Examine the entries and show every line in which the word "beige" is found.

── Supplied material

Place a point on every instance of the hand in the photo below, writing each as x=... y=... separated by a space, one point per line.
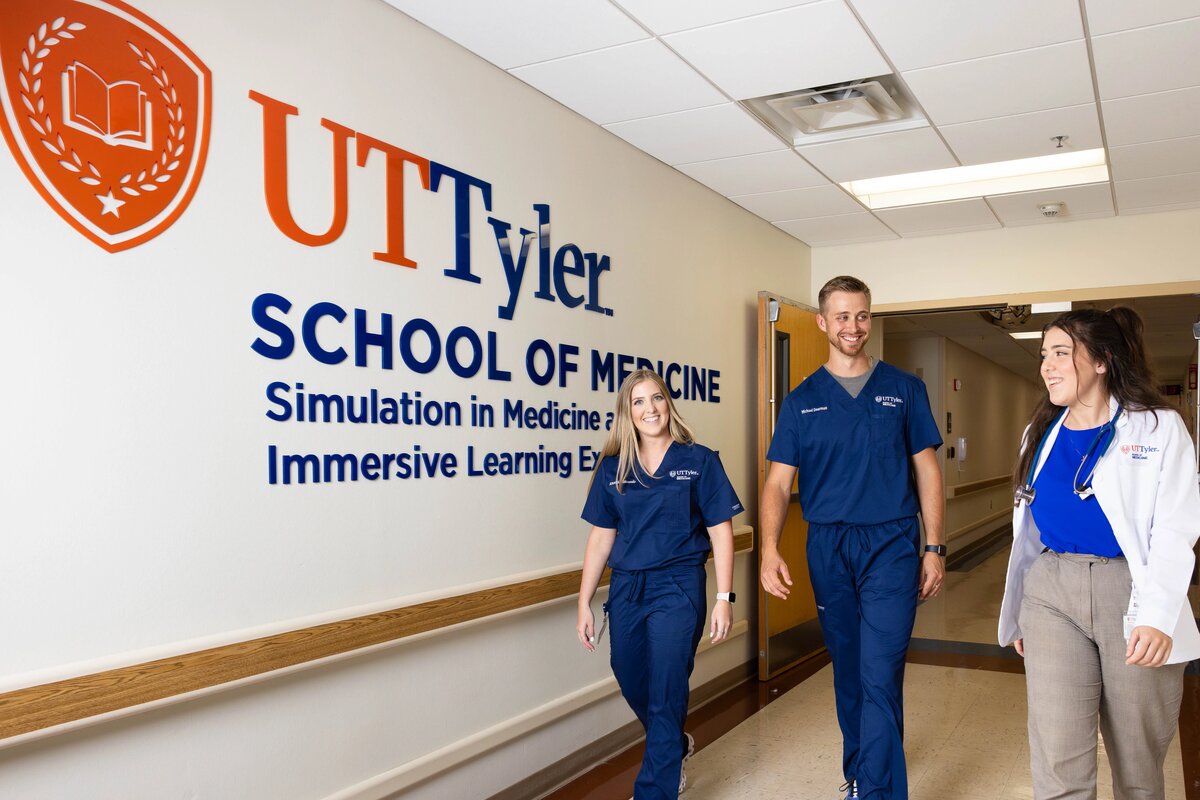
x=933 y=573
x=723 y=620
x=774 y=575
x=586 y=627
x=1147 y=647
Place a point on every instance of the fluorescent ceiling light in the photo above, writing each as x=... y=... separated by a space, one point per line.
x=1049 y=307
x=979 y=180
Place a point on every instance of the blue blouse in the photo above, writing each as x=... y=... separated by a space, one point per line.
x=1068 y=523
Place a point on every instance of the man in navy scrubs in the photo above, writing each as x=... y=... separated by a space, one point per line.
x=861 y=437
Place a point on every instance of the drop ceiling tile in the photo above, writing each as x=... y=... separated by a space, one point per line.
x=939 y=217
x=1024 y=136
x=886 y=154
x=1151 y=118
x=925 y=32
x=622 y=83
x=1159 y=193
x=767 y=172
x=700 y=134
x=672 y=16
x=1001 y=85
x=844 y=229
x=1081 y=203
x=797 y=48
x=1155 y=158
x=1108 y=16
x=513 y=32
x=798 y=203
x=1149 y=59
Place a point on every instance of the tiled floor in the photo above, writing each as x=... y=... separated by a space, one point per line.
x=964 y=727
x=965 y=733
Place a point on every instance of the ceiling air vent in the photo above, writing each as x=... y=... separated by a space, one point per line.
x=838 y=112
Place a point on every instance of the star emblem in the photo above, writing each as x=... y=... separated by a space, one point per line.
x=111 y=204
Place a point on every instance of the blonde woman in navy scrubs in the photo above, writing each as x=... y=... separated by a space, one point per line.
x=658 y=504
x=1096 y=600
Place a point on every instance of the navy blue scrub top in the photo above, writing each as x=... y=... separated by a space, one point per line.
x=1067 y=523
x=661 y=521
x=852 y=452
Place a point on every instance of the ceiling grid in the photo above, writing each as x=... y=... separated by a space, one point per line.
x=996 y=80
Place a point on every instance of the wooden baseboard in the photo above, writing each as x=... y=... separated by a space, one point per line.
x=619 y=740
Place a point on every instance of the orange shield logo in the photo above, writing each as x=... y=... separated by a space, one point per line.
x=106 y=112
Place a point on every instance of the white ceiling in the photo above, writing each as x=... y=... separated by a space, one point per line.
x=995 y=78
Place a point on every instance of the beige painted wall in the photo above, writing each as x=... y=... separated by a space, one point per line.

────
── Supplied material

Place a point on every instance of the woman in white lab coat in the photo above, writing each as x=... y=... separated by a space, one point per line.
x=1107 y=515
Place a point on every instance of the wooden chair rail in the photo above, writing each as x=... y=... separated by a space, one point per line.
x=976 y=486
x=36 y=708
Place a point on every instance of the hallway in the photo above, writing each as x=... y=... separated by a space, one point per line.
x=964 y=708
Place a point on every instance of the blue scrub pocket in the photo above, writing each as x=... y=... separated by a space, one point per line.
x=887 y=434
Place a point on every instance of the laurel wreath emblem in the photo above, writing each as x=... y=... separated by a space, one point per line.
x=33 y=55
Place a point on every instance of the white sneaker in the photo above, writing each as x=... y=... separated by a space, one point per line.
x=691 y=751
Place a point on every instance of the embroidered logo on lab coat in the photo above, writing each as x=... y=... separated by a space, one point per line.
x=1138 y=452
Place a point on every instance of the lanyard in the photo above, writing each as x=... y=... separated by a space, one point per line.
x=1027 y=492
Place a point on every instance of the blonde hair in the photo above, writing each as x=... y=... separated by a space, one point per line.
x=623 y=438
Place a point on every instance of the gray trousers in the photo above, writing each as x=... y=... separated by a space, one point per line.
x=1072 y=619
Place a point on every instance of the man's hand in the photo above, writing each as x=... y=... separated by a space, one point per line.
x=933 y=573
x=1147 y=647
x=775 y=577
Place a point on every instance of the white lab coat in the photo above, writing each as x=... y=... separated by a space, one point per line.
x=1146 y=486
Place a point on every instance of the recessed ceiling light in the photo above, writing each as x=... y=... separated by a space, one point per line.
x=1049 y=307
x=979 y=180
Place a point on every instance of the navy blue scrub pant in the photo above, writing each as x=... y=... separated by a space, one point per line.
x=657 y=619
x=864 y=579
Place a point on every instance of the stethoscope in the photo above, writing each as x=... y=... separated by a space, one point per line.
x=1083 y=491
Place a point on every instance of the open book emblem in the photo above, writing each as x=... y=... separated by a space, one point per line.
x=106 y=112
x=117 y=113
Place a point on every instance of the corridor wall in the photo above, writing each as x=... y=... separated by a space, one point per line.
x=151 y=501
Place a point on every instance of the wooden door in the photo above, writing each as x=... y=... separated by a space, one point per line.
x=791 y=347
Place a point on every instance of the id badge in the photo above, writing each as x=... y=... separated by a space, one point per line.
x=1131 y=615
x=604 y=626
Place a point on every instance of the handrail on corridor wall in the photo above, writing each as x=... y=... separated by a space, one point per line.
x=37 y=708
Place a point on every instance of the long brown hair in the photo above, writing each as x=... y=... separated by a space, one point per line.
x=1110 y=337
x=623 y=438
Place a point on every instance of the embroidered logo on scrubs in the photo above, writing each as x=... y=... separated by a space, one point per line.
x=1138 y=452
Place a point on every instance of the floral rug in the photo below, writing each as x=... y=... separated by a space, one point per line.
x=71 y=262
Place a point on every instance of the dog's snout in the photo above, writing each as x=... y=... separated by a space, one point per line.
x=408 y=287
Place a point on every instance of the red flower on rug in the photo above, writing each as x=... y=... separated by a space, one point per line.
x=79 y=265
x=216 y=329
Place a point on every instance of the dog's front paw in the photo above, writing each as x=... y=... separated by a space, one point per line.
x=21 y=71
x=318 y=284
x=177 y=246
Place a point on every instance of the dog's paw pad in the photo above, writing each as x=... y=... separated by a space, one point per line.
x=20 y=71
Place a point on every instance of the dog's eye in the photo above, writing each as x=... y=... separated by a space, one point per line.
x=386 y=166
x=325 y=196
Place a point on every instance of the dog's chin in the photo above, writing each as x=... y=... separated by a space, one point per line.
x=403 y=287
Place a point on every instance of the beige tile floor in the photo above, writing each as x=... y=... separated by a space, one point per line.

────
── Supplied material

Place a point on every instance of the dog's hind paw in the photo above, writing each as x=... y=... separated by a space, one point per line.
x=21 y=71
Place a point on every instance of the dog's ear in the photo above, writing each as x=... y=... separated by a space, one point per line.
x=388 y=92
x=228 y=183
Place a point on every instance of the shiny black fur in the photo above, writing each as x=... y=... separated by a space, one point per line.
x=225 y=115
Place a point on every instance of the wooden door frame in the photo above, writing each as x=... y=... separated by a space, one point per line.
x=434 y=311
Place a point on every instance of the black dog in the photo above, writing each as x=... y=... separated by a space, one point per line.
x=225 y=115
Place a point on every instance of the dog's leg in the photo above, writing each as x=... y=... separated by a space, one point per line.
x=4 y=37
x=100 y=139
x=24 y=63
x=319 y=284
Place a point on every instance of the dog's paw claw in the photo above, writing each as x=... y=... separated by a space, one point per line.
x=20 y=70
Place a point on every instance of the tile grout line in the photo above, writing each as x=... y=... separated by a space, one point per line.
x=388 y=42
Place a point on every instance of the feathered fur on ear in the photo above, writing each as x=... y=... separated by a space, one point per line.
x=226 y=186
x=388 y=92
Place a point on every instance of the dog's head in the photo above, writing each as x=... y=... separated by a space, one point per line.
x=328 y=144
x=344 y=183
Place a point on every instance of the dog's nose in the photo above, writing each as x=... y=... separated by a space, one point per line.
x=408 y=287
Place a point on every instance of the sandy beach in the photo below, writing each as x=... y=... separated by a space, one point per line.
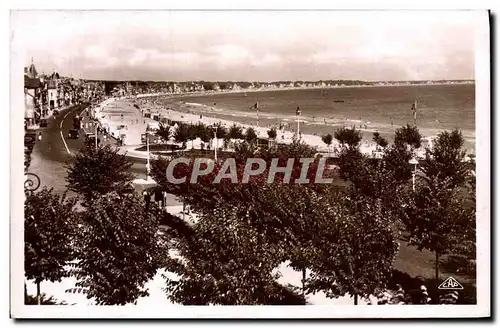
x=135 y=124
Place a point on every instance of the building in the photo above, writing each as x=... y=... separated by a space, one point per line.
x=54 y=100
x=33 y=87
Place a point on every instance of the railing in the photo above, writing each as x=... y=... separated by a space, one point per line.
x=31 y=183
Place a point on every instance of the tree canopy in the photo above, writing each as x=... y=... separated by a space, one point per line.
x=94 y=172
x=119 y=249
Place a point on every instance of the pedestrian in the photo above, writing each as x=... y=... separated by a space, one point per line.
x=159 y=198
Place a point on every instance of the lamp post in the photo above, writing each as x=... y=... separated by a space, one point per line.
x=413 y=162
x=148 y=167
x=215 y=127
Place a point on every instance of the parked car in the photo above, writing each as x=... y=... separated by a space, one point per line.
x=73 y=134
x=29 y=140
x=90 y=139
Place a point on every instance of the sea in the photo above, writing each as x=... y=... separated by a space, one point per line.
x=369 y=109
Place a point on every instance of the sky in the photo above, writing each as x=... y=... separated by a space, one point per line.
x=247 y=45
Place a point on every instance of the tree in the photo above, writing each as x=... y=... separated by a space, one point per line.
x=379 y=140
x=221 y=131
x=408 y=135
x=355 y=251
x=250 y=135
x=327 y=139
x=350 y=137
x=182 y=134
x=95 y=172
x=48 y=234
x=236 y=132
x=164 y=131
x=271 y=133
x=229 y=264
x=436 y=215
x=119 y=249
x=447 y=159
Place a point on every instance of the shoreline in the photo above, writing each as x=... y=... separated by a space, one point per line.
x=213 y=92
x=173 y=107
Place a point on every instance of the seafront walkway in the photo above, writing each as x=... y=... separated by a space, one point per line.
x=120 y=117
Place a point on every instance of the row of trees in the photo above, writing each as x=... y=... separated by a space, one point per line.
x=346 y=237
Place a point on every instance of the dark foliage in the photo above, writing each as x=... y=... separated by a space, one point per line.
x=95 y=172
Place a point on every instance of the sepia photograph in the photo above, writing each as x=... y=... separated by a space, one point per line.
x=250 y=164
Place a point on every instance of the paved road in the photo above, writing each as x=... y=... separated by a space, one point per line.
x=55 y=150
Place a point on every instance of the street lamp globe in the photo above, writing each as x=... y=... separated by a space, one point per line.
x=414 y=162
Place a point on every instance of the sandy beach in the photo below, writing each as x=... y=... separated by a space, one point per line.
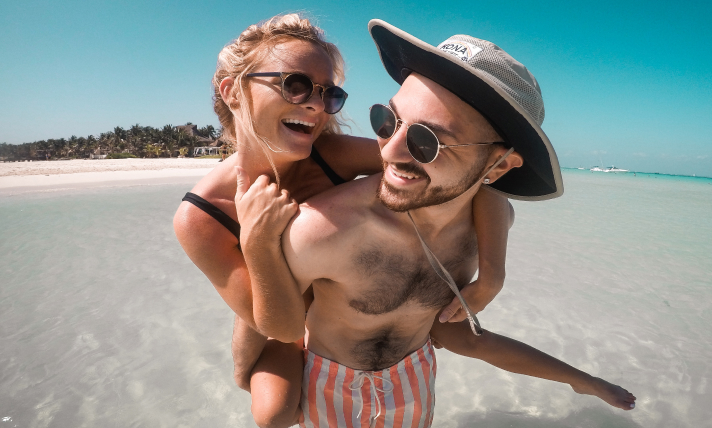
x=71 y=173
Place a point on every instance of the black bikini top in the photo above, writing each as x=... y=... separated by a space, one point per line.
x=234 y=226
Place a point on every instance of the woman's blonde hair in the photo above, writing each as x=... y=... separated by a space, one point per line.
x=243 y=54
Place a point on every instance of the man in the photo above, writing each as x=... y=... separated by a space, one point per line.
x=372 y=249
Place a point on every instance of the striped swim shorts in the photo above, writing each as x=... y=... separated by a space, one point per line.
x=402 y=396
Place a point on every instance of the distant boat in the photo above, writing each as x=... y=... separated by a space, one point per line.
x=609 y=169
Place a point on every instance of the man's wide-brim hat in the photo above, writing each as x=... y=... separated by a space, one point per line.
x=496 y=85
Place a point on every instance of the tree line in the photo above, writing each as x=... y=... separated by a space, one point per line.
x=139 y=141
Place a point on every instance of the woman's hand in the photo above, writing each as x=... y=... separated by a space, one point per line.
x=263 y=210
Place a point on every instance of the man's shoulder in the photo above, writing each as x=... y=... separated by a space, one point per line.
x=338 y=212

────

■ **Exercise answer**:
Place a point on every instance of the beige painted wall in the photo above, writing each as x=... y=... separated by a space, one point per line.
Place a point on every instance of the beige tile floor in the photo above, writing each as x=... y=... separated by a space, one point per line.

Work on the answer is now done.